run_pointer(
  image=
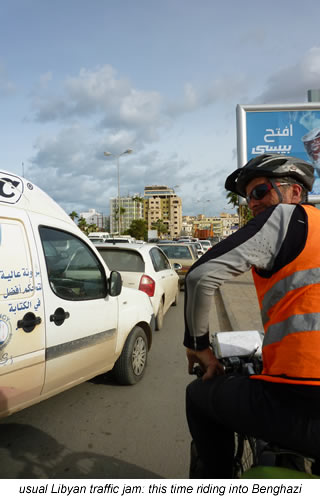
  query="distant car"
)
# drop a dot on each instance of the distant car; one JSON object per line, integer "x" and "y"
{"x": 145, "y": 267}
{"x": 120, "y": 240}
{"x": 180, "y": 253}
{"x": 97, "y": 240}
{"x": 206, "y": 244}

» **Task objective**:
Please put every line of the item above into a numbered list, leaving out blank lines and the picture.

» **Written response**:
1. run_pointer(
2.   image=
3.   query="distant car"
4. )
5. # drop a dot on each instance of the distant car; one JSON object per line, integer "x" and "y"
6. {"x": 145, "y": 267}
7. {"x": 120, "y": 240}
8. {"x": 180, "y": 253}
9. {"x": 97, "y": 240}
10. {"x": 206, "y": 244}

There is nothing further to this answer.